-- Task input start --

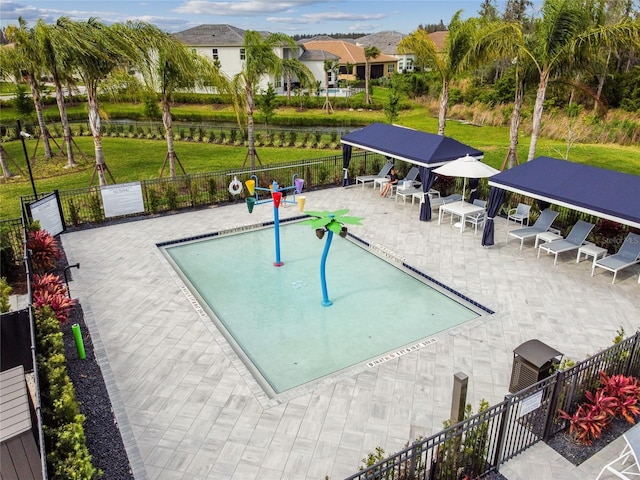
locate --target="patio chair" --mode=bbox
[356,162,393,188]
[538,220,595,265]
[464,199,487,235]
[505,208,558,250]
[591,233,640,285]
[430,193,462,208]
[507,203,531,226]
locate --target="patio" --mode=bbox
[62,186,640,480]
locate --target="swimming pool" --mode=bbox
[160,223,490,397]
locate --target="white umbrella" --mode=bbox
[433,154,500,201]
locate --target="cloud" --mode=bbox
[173,0,324,17]
[267,12,386,25]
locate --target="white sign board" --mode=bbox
[29,193,64,237]
[100,182,144,218]
[518,391,542,418]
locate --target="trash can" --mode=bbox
[509,339,563,393]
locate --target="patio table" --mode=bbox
[438,202,484,233]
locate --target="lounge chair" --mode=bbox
[464,198,487,235]
[591,233,640,285]
[538,220,595,265]
[505,208,558,250]
[356,162,393,188]
[507,203,531,226]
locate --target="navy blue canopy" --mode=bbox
[489,157,640,228]
[340,123,483,168]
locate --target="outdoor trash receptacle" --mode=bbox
[509,339,563,393]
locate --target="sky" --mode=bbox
[0,0,540,35]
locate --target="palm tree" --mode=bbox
[364,46,380,105]
[527,0,640,160]
[398,10,478,135]
[58,17,139,186]
[466,20,531,169]
[114,22,230,178]
[3,17,53,158]
[300,208,362,307]
[35,19,77,168]
[324,60,338,114]
[232,30,313,170]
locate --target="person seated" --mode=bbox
[380,168,398,197]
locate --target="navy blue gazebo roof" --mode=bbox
[489,157,640,228]
[340,123,483,167]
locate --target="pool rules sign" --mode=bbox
[100,182,144,218]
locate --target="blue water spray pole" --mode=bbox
[273,181,284,267]
[320,215,333,307]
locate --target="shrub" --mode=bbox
[27,230,62,273]
[559,371,640,445]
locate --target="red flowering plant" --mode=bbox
[31,273,76,323]
[27,230,62,273]
[559,371,640,445]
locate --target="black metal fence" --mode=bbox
[346,332,640,480]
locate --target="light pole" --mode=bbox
[16,120,38,200]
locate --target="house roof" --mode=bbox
[173,24,269,47]
[356,31,407,55]
[340,123,483,167]
[303,40,397,64]
[489,157,640,228]
[299,48,340,61]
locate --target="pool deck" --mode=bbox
[61,185,640,480]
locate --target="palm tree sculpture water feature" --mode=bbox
[301,209,362,307]
[244,174,305,267]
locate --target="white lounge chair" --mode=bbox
[538,220,595,265]
[505,208,558,250]
[464,199,487,235]
[591,233,640,285]
[507,203,531,226]
[356,162,393,188]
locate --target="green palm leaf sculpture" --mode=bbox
[300,208,362,307]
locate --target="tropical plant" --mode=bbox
[56,17,141,185]
[232,30,313,170]
[522,0,640,160]
[35,19,77,167]
[0,17,53,158]
[27,230,62,273]
[127,22,229,178]
[398,10,479,135]
[301,208,362,307]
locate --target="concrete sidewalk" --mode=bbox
[57,186,640,480]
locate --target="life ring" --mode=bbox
[229,177,242,195]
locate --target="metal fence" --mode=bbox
[346,332,640,480]
[8,152,385,232]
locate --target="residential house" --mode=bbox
[174,24,333,95]
[302,40,398,85]
[356,31,415,73]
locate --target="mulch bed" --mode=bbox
[62,304,134,480]
[547,418,633,465]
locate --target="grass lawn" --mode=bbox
[0,105,640,219]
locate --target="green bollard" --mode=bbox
[71,323,87,360]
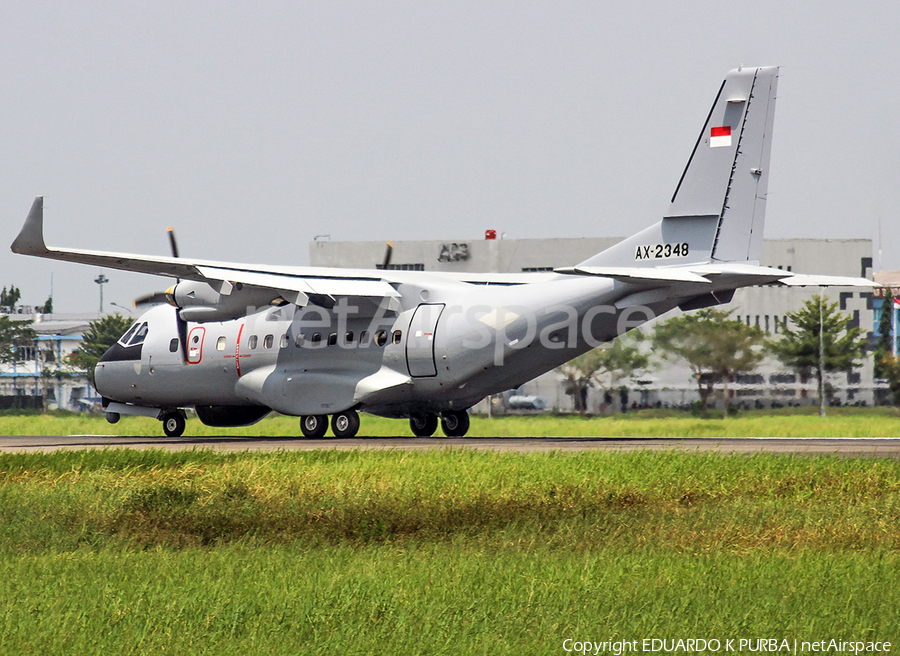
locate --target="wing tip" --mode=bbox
[10,196,49,255]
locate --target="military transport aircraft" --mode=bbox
[12,67,872,438]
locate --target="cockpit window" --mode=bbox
[119,323,141,346]
[128,321,150,346]
[119,321,149,346]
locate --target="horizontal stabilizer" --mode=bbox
[778,274,878,287]
[555,266,709,285]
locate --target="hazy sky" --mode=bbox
[0,0,900,312]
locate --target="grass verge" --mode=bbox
[0,450,900,654]
[0,408,900,437]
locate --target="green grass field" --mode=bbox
[0,448,900,654]
[0,407,900,437]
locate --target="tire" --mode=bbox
[300,415,328,440]
[331,410,359,439]
[441,410,469,437]
[409,413,437,437]
[163,412,185,437]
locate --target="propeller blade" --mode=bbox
[166,227,179,257]
[133,292,175,307]
[381,242,394,269]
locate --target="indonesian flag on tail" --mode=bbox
[709,125,731,148]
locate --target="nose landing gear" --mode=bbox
[163,411,185,437]
[441,410,469,437]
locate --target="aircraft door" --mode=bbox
[406,303,444,377]
[188,326,206,364]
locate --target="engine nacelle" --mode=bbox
[171,280,281,323]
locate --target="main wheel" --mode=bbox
[331,410,359,438]
[441,410,469,437]
[300,415,328,440]
[163,412,185,437]
[409,413,437,437]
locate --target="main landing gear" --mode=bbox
[409,410,469,437]
[300,410,359,440]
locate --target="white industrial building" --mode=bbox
[310,238,884,412]
[0,306,101,412]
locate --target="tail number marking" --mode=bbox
[634,241,690,260]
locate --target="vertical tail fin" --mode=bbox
[579,67,778,266]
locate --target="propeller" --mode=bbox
[166,226,178,257]
[379,242,394,269]
[132,226,181,307]
[133,227,188,362]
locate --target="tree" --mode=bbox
[653,308,767,417]
[0,285,22,308]
[773,295,866,417]
[68,314,132,385]
[875,351,900,405]
[873,287,896,378]
[557,338,650,415]
[34,296,53,314]
[0,314,37,364]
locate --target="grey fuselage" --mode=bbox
[95,272,729,417]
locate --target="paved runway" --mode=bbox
[0,435,900,458]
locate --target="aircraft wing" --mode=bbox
[555,262,877,288]
[11,196,399,298]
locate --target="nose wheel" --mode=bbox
[409,413,437,437]
[300,415,328,440]
[441,410,469,437]
[163,412,185,437]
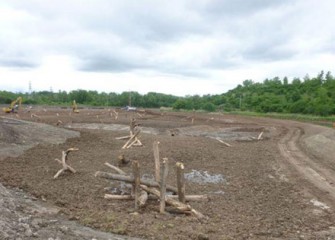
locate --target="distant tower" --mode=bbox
[29,81,32,94]
[128,92,131,107]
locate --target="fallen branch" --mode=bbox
[95,171,178,193]
[159,158,169,213]
[141,185,205,219]
[104,193,209,202]
[105,162,127,175]
[216,138,231,147]
[176,162,185,203]
[122,130,141,149]
[153,141,160,182]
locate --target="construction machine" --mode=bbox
[2,97,22,113]
[72,100,79,113]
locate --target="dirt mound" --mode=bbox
[0,117,80,159]
[0,109,335,239]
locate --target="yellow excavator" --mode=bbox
[2,97,22,113]
[72,100,79,113]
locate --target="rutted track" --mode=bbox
[278,127,335,205]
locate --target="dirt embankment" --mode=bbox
[0,109,335,239]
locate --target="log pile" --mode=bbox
[95,142,208,219]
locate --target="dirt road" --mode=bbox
[0,108,335,239]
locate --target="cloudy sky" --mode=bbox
[0,0,335,96]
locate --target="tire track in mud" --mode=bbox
[278,127,335,206]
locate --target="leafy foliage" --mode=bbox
[0,71,335,116]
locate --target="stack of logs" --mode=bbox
[95,141,208,219]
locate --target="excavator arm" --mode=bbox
[2,97,22,113]
[72,100,79,113]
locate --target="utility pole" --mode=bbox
[128,92,131,107]
[240,94,242,110]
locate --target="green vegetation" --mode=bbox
[0,71,335,116]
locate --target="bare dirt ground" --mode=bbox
[0,108,335,239]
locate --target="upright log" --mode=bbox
[257,132,264,140]
[159,158,169,213]
[141,185,206,219]
[54,148,79,179]
[153,141,160,182]
[122,130,141,149]
[132,161,140,210]
[176,162,185,203]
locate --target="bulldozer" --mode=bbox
[72,100,79,113]
[2,97,22,113]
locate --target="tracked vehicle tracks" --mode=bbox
[278,127,335,207]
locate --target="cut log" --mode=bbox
[216,138,231,147]
[138,190,149,207]
[105,162,127,175]
[132,161,140,210]
[257,132,264,140]
[95,171,178,193]
[115,136,130,140]
[141,185,206,219]
[104,193,209,202]
[153,141,160,182]
[122,130,141,149]
[159,158,169,213]
[54,148,79,179]
[176,162,185,203]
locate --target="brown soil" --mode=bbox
[0,108,335,239]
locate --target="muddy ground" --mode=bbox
[0,108,335,239]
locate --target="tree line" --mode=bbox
[0,71,335,116]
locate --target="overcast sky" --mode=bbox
[0,0,335,96]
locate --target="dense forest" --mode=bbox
[0,71,335,116]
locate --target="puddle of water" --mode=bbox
[184,169,226,184]
[310,199,330,209]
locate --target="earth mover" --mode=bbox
[2,97,22,113]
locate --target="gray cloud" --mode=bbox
[0,0,335,86]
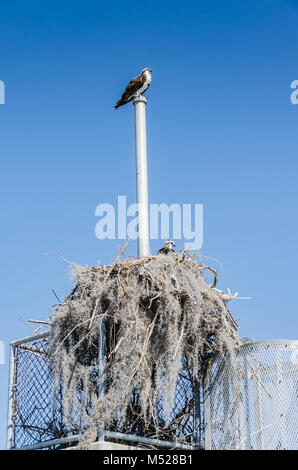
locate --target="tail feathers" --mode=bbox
[114,100,126,109]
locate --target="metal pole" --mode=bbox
[133,95,150,258]
[6,344,16,449]
[98,317,106,441]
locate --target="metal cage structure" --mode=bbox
[204,340,298,450]
[7,333,298,450]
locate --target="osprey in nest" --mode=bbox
[157,240,176,255]
[115,67,152,109]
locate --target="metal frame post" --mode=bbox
[133,95,150,258]
[98,318,106,441]
[6,343,16,449]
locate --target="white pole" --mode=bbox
[133,95,150,258]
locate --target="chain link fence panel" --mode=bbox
[204,340,298,450]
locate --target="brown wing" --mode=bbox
[115,76,142,109]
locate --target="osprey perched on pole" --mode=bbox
[115,67,152,109]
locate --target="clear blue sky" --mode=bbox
[0,0,298,447]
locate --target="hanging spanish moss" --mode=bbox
[50,252,239,448]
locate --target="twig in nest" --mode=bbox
[88,239,129,330]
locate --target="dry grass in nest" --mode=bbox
[46,246,239,447]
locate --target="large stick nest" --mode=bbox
[50,252,239,443]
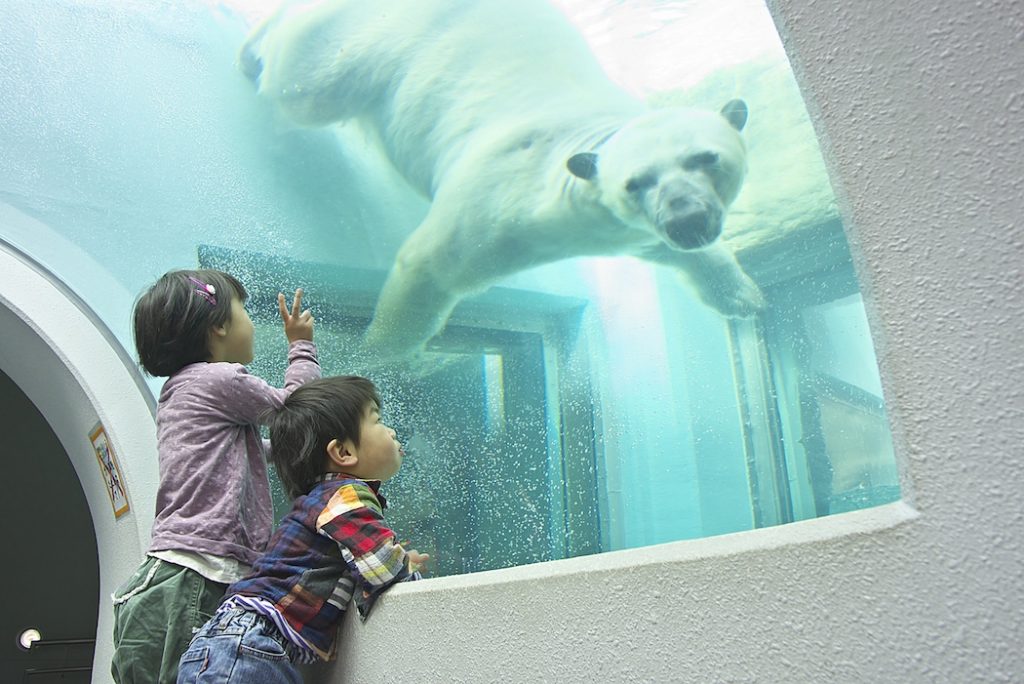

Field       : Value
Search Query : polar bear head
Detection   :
[566,99,748,250]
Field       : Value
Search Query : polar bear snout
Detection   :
[662,209,722,250]
[653,184,724,250]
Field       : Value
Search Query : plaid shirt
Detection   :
[224,473,420,660]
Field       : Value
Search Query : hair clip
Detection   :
[188,275,217,306]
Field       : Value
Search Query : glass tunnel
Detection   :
[0,0,900,576]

-- Task input end --

**Task statement:** Render the material as a Markdown table with the columns "No." and "Line", from its first line through the line containing "[244,174,305,267]", numbering each row and skipping blank lines. Leave the pictures out.

**Exercise result:**
| No. | Line |
|---|---|
| 1 | locate --target="patio chair" --mode=bbox |
| 2 | [356,162,393,188] |
| 3 | [538,220,595,265] |
| 4 | [464,199,487,235] |
| 5 | [505,208,558,250] |
| 6 | [591,233,640,285] |
| 7 | [430,193,462,208] |
| 8 | [507,203,531,226] |
| 9 | locate --target="patio" --mode=bbox |
| 10 | [62,186,640,480] |
| 11 | locate --target="swimming pool" --mode=bbox |
| 12 | [160,223,490,397] |
| 13 | locate --target="white umbrella" --mode=bbox |
| 14 | [433,154,500,201] |
| 15 | locate --target="cloud" --mode=bbox |
| 16 | [173,0,324,17] |
| 17 | [267,12,386,25] |
| 18 | locate --target="white sign board" --mode=bbox |
| 19 | [29,193,64,237] |
| 20 | [100,182,144,218] |
| 21 | [518,391,542,418] |
| 22 | locate --target="trash can" --mode=bbox |
| 23 | [509,339,563,393] |
| 24 | locate --target="patio table" --mode=bbox |
| 25 | [438,202,484,233] |
| 26 | locate --target="lounge chair" --mode=bbox |
| 27 | [464,198,487,235] |
| 28 | [591,233,640,285] |
| 29 | [538,220,595,265] |
| 30 | [505,208,558,250] |
| 31 | [356,162,393,188] |
| 32 | [507,203,531,226] |
| 33 | locate --target="navy blue canopy" --mode=bbox |
| 34 | [489,157,640,228] |
| 35 | [340,123,483,168] |
| 36 | locate --target="outdoor trash receptacle" --mode=bbox |
| 37 | [509,339,563,393] |
| 38 | locate --target="sky" --mode=bbox |
| 39 | [0,0,540,35] |
| 40 | locate --target="palm tree" --mode=bbox |
| 41 | [364,46,380,105] |
| 42 | [527,0,640,160] |
| 43 | [398,10,478,135] |
| 44 | [58,17,139,186] |
| 45 | [466,20,531,169] |
| 46 | [114,22,230,178] |
| 47 | [3,17,53,158] |
| 48 | [300,208,362,307] |
| 49 | [35,19,77,168] |
| 50 | [324,60,338,114] |
| 51 | [232,30,313,170] |
| 52 | locate --target="person seated" --mode=bbox |
| 53 | [380,168,398,197] |
| 54 | locate --target="navy blue gazebo roof" --mode=bbox |
| 55 | [489,157,640,228] |
| 56 | [340,123,483,167] |
| 57 | locate --target="pool rules sign" --mode=bbox |
| 58 | [100,182,144,218] |
| 59 | locate --target="blue water spray pole" --mode=bbox |
| 60 | [273,181,284,267] |
| 61 | [320,215,333,307] |
| 62 | locate --target="shrub" --mode=bbox |
| 63 | [27,230,62,273] |
| 64 | [559,371,640,445] |
| 65 | locate --target="red flowering plant" --mode=bbox |
| 66 | [31,273,76,323] |
| 67 | [27,230,62,273] |
| 68 | [559,371,640,445] |
| 69 | locate --target="black metal fence" --mode=bbox |
| 70 | [346,332,640,480] |
| 71 | locate --target="light pole" --mode=bbox |
| 72 | [16,120,38,200] |
| 73 | locate --target="house roof" --mode=bbox |
| 74 | [173,24,269,47] |
| 75 | [356,31,407,55] |
| 76 | [340,123,483,167] |
| 77 | [303,40,397,64] |
| 78 | [489,157,640,228] |
| 79 | [299,48,340,61] |
| 80 | locate --target="pool deck" --mode=bbox |
| 81 | [61,185,640,480] |
| 82 | locate --target="palm tree sculpture water feature" --mode=bbox |
| 83 | [301,209,362,307] |
| 84 | [244,174,305,267] |